SOURCE PASSAGE:

Fifth, as a result of all of the above, many procedures are infrequently, if ever, performed in state hospitals (which are our academic hospitals). For example, the number of cardiac catheterisations performed annually has dropped dramatically due, in part, to the cost of consumables. The level is now so low that accrediting bodies consider it insufficient to maintain the necessary level of skill and certainly insufficient to offer training.

Finally, the international focus on the HIV and AIDS pandemic in Africa has resulted in other equally important medical, social and economic issues being ignored.

The future is bleak for Africa if we cease being able to offer high level health care. Africa’s rich will still continue to enjoy the best medicine that money can buy – wealthy Senegalese and Ivorians will continue being treated in Paris and moneyed Ghanaians, Kenyans and Nigerians will remain patients in London’s clinics. Confidence, however, will dissipate and the brain drain out of Africa will accelerate. Who invests in countries with inadequate health care infrastructure? We wish to see a new health world in which poor and excluded people can achieve their full health potential. We don’t know how it can come to fruition, though, if we allow the infrastructure we have to teach specialist doctors to wither and die.

It therefore became a priority in the University’s strategic plan to develop a private teaching platform to supplement the public sector academic hospitals.

South Africa, whilst being in dire need of development funds, remains the powerhouse of Africa and Johannesburg is the most important city in the Continent. Without this intervention the prognosis for healthcare in Africa is very bleak indeed. Where will Africa’s doctors be trained? The cost of a four year post-graduate residency program at the University of the Witwatersrand is, in total, R 80,000 (approximately $ 8,000). The equivalent training in Europe, the UK or the USA would be prohibitive. Moreover, the cost of living for a medical student in a ‘hard currency’ environment would be impossible for the vast majority of African countries to carry. Currently approximately half the doctors specialising at the University of the Witwatersrand are from elsewhere in Africa. Perhaps the strongest argument for strengthening the ability of South African medical schools to train specialists from the entire continent is that these trainees are more likely to stay in their home countries. In Mozambique the doctor to population ratio is 1:50,000, in Zimbabwe it is 1:62,500, in Nigeria it is 1:66,670, in and in Kenya there is 1 doctor to serve 71,430 people (according to The Economist). Is this equitable?

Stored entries
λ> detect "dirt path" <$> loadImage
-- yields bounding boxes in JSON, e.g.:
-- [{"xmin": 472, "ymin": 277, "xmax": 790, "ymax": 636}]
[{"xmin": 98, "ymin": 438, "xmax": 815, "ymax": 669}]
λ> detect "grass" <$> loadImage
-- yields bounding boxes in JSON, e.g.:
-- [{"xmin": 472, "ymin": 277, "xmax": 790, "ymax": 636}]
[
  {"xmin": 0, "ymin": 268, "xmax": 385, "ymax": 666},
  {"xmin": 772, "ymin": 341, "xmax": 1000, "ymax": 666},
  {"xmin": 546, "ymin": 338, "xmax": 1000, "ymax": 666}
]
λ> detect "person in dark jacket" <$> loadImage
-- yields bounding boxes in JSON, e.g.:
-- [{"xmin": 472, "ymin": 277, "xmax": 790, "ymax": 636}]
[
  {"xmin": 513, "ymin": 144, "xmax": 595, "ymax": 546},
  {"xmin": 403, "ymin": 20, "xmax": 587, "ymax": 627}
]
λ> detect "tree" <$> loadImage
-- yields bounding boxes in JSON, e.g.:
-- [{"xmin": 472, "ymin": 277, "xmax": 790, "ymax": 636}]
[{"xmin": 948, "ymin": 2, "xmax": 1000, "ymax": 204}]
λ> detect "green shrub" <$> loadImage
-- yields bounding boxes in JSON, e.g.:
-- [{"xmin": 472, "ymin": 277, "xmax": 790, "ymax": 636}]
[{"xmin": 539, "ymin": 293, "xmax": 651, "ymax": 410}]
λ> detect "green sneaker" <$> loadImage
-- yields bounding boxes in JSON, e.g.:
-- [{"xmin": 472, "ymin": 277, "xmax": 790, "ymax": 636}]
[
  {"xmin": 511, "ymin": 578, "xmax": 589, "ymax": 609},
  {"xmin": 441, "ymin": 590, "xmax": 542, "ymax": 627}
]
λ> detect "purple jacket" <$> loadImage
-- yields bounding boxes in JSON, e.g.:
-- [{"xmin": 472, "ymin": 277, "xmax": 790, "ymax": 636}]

WORK INSTRUCTION 1:
Translate this sentence from the passage on health care in Africa into Spanish: "The future is bleak for Africa if we cease being able to offer high level health care."
WORK INSTRUCTION 2:
Transcribe the stretch of the passage on health care in Africa from "It therefore became" through "sector academic hospitals.".
WORK INSTRUCTION 3:
Write the next part of the passage on training doctors for Africa, picking up after its final sentence.
None of the stored entries are needed for this work.

OUTPUT 1:
El futuro de África es sombrío si dejamos de poder ofrecer atención médica de alto nivel.

OUTPUT 2:
It therefore became a priority in the University’s strategic plan to develop a private teaching platform to supplement the public sector academic hospitals.

OUTPUT 3:
Given our distance from major research centres and the unique conditions we face, we believe Africa needs the tools to help solve its own problems. In our case, that means our own properly trained and qualified physicians who can not only cure illnesses and teach the next generation of medical practitioners, but make a contribution to research on vaccines for AIDS, Malaria, Tuberculosis and other diseases debilitating our continent. To prevent the loss of sub-Saharan Africa's ability to educate and retain specialist physicians, The We have partnered with the University of the Witwatersrand to revitalise its once enviable post-graduate medical teaching facilities. To this end the University has purchased the Kenridge Hospital, a medium sized hospital and is in the process of up-grading it to meet the rigorous academic and research goals set.

This initiative is a rare example of public/private partnerships in operation. In addition to our support for health care and medical education, we are also trying to expand private giving through our own philanthropic example. Although South Africa does not have a great tradition of private individual philanthropy, we are hoping to nurture this spirit. Thus, our partnership with the University of the Witwatersrand is conditional upon the project raising private funds beyond our contribution. The new teaching medical centre will need a minimum of R 180 million. We at The Donald Gordon Foundation have committed R 100 million, the University of the Witwatersrand has committed R 40 million and they need to raise at least R 40 million from other private donors both in South Africa and abroad.